Quelle:
****

Endenergieverbrauch soll bis 2030 um 11,7 Prozent sinken

EU-Energieeffizienzrichtlinie: Brüssel entscheidet, Bundesregierung muss liefern – DENEFF: Regierung muss nachschärfen

In den frühen Morgenstunden des 10.03.2023 einigten sich EU-Kommission, Rat und Parlament auf eine gemeinsame Position zur Revision der EU-Energieeffizienzrichtlinie (EED). Kernergebnisse sind ein Energieeinsparziel von -11,57 bis 2030 (gegenüber einer Referenzentwicklung) sowie eine Anhebung der jährlichen Einsparverpflichtungen auf etwa 1,5 %, deren Erfüllung die Mitgliedstaaten durch zielgerichtete Energieeffizienzpolitiken nachweisen müssen. Zudem soll über Kontrollrechte der EU-Kommission sichergestellt werden, dass die Anstrengungen der Mitgliedstaaten ausreichend sind. Andernfalls kann die Kommission weitere Maßnahmen von ihnen einfordern – so eine eine Medienmitteilung der Deutschen Unternehmensinitiative Energieeffizienz e. V. – DENEFF.

****

Aufgabendaten:
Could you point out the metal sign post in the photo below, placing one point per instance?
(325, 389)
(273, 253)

****

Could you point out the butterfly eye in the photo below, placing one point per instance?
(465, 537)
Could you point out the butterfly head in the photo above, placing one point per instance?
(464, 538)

****

Ihre Aufgaben:
A - Geben Sie aus dem Text zur EU-Energieeffizienzrichtlinie wortgetreu den Abschnitt aus, der bei „In den frühen“ beginnt und bei „V. – DENEFF.“ endet.
B - Filtern Sie die Einträge nach dem Wort „photo“ und übernehmen Sie jede Zeile, die es enthält, unverändert.

Ergebnisse:
A -
In den frühen Morgenstunden des 10.03.2023 einigten sich EU-Kommission, Rat und Parlament auf eine gemeinsame Position zur Revision der EU-Energieeffizienzrichtlinie (EED). Kernergebnisse sind ein Energieeinsparziel von -11,57 bis 2030 (gegenüber einer Referenzentwicklung) sowie eine Anhebung der jährlichen Einsparverpflichtungen auf etwa 1,5 %, deren Erfüllung die Mitgliedstaaten durch zielgerichtete Energieeffizienzpolitiken nachweisen müssen. Zudem soll über Kontrollrechte der EU-Kommission sichergestellt werden, dass die Anstrengungen der Mitgliedstaaten ausreichend sind. Andernfalls kann die Kommission weitere Maßnahmen von ihnen einfordern – so eine eine Medienmitteilung der Deutschen Unternehmensinitiative Energieeffizienz e. V. – DENEFF.

B -
Could you point out the metal sign post in the photo below, placing one point per instance?
Could you point out the butterfly eye in the photo below, placing one point per instance?
Could you point out the butterfly head in the photo above, placing one point per instance?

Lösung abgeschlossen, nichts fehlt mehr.